Entries supplied Start Marker
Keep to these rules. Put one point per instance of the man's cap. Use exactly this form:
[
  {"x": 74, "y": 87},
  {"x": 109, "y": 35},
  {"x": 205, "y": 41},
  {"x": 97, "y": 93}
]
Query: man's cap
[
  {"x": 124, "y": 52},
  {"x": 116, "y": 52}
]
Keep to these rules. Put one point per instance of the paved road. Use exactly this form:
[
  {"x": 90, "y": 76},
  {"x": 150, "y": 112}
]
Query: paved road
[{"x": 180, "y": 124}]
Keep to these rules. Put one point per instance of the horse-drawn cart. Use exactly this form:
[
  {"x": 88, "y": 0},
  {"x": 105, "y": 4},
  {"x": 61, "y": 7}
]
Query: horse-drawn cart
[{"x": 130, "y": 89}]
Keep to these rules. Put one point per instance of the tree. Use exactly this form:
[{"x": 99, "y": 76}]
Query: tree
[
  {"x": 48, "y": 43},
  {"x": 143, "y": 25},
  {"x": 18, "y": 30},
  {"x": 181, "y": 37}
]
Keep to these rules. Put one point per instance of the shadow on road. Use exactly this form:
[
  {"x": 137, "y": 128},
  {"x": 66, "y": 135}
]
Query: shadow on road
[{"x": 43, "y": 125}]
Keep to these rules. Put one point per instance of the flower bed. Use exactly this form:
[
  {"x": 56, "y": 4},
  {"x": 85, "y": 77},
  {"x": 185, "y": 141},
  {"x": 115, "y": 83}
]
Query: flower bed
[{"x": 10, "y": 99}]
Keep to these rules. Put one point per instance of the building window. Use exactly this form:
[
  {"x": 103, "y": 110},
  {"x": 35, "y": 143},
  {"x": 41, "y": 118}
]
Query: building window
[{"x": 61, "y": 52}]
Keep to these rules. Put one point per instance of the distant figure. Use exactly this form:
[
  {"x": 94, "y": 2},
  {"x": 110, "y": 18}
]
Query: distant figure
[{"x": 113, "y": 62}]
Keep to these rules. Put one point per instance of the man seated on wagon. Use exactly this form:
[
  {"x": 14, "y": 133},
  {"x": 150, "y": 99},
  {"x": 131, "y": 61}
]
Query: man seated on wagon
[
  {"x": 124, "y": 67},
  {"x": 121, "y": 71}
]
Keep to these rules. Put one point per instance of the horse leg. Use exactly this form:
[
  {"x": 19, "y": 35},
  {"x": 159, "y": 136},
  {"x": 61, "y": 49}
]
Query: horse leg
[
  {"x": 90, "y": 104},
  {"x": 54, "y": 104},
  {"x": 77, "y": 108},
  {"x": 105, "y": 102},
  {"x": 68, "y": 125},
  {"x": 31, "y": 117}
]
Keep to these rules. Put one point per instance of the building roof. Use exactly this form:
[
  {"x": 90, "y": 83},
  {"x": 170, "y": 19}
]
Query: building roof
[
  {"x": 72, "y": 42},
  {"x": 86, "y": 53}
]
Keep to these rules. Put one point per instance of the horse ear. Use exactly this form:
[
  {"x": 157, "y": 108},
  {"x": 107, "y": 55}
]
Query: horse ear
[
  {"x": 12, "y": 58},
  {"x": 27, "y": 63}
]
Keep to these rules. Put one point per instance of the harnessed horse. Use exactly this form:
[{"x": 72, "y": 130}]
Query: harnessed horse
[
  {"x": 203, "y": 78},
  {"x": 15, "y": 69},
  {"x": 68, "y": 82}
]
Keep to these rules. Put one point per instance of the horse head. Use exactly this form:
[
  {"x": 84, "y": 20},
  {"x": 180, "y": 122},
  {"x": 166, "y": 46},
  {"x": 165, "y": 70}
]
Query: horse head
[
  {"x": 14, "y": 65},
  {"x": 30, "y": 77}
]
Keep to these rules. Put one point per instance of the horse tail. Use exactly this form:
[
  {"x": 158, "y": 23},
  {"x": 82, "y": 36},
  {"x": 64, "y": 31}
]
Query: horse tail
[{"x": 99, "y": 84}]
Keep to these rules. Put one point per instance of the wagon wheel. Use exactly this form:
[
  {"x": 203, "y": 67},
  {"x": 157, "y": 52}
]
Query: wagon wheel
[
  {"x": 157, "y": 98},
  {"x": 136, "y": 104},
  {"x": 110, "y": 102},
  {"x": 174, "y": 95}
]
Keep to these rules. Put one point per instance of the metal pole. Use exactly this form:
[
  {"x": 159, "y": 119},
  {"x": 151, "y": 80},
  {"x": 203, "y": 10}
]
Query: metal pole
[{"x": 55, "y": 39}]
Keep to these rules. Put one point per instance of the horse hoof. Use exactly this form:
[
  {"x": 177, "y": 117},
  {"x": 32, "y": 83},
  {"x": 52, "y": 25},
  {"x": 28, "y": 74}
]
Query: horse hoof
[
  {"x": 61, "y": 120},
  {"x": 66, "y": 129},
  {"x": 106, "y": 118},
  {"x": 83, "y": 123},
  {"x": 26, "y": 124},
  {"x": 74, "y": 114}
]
Entries supplied End Marker
> What the task asks
Word for word, transcribe the data shown above.

> Task solution
Keep to these rules. Put one point per instance of the man's cap. Use exactly this form:
[
  {"x": 74, "y": 87},
  {"x": 109, "y": 35},
  {"x": 205, "y": 41},
  {"x": 97, "y": 93}
]
Query: man's cap
[
  {"x": 124, "y": 52},
  {"x": 116, "y": 52}
]
Keep to these rules. Put one point per instance of the paved road. Use exactly this form:
[
  {"x": 90, "y": 76},
  {"x": 150, "y": 112}
]
Query: paved road
[{"x": 180, "y": 124}]
Keep to these rules. Put one point per instance of the horse-drawn cart. Use exactly this form:
[
  {"x": 88, "y": 0},
  {"x": 105, "y": 4},
  {"x": 61, "y": 7}
]
Query: horse-drawn cart
[{"x": 130, "y": 89}]
Keep to these rules. Put one point per instance of the tree. Use exactly this form:
[{"x": 99, "y": 76}]
Query: tree
[
  {"x": 48, "y": 43},
  {"x": 143, "y": 25},
  {"x": 18, "y": 30},
  {"x": 181, "y": 37}
]
Keep to these rules. Put one point per instance of the shadow on road. Use exactly this form:
[
  {"x": 137, "y": 128},
  {"x": 66, "y": 135}
]
Query: shadow on road
[{"x": 43, "y": 125}]
Keep to these rules. Put one point per instance of the flower bed. Use exactly this form:
[
  {"x": 56, "y": 4},
  {"x": 85, "y": 77},
  {"x": 185, "y": 141},
  {"x": 115, "y": 83}
]
Query: flower bed
[{"x": 10, "y": 99}]
Keep to these rules. Put one point per instance of the building window. Use exactly this form:
[
  {"x": 103, "y": 110},
  {"x": 35, "y": 143},
  {"x": 41, "y": 118}
]
Query: building window
[{"x": 61, "y": 52}]
Keep to these rules. Put one point per instance of the distant figure. Use exactly this form:
[
  {"x": 94, "y": 2},
  {"x": 110, "y": 18}
]
Query: distant figure
[{"x": 113, "y": 62}]
Keep to these rules. Put one point per instance of the man seated on wagon. Use exactly this form:
[
  {"x": 14, "y": 133},
  {"x": 150, "y": 99},
  {"x": 131, "y": 61}
]
Query: man seated on wagon
[
  {"x": 124, "y": 67},
  {"x": 121, "y": 71}
]
Keep to these rules. Put one point per instance of the horse leg. Use exactly this form:
[
  {"x": 19, "y": 35},
  {"x": 159, "y": 136},
  {"x": 61, "y": 49}
]
Query: horse leg
[
  {"x": 90, "y": 104},
  {"x": 54, "y": 104},
  {"x": 77, "y": 108},
  {"x": 105, "y": 102},
  {"x": 68, "y": 125},
  {"x": 31, "y": 117}
]
Keep to these rules. Put one point per instance of the building roof. Use exactly this form:
[
  {"x": 90, "y": 83},
  {"x": 170, "y": 19}
]
Query: building roof
[
  {"x": 72, "y": 42},
  {"x": 86, "y": 53}
]
Keep to these rules. Put one point per instance of the horse ear. Use exactly this form:
[
  {"x": 157, "y": 108},
  {"x": 107, "y": 55}
]
Query: horse ear
[
  {"x": 12, "y": 58},
  {"x": 27, "y": 63}
]
Keep to these rules. Put one point per instance of the harnessed horse. Use exactly this form:
[{"x": 72, "y": 130}]
Query: harnessed horse
[
  {"x": 203, "y": 78},
  {"x": 15, "y": 69},
  {"x": 68, "y": 82}
]
Keep to these rules. Put one point per instance of the horse head. Use exactly this form:
[
  {"x": 84, "y": 20},
  {"x": 180, "y": 122},
  {"x": 166, "y": 46},
  {"x": 165, "y": 70}
]
Query: horse head
[
  {"x": 14, "y": 65},
  {"x": 30, "y": 77}
]
Keep to these rules. Put one point per instance of the horse tail. Use exactly this form:
[
  {"x": 158, "y": 23},
  {"x": 82, "y": 36},
  {"x": 64, "y": 31}
]
Query: horse tail
[{"x": 99, "y": 84}]
Keep to these rules. Put one point per instance of the wagon wheel. Use exactly this form:
[
  {"x": 203, "y": 67},
  {"x": 157, "y": 52}
]
Query: wagon wheel
[
  {"x": 157, "y": 98},
  {"x": 136, "y": 104},
  {"x": 110, "y": 102},
  {"x": 174, "y": 95}
]
Keep to these rules. Put one point per instance of the metal pole. Use exactly this form:
[
  {"x": 159, "y": 119},
  {"x": 151, "y": 80},
  {"x": 203, "y": 10}
]
Query: metal pole
[{"x": 55, "y": 39}]
Keep to these rules. Put one point per instance of the horse hoof. Use exactly this form:
[
  {"x": 177, "y": 117},
  {"x": 32, "y": 83},
  {"x": 52, "y": 25},
  {"x": 28, "y": 74}
]
Query: horse hoof
[
  {"x": 61, "y": 120},
  {"x": 66, "y": 129},
  {"x": 106, "y": 118},
  {"x": 83, "y": 123},
  {"x": 26, "y": 124},
  {"x": 74, "y": 114}
]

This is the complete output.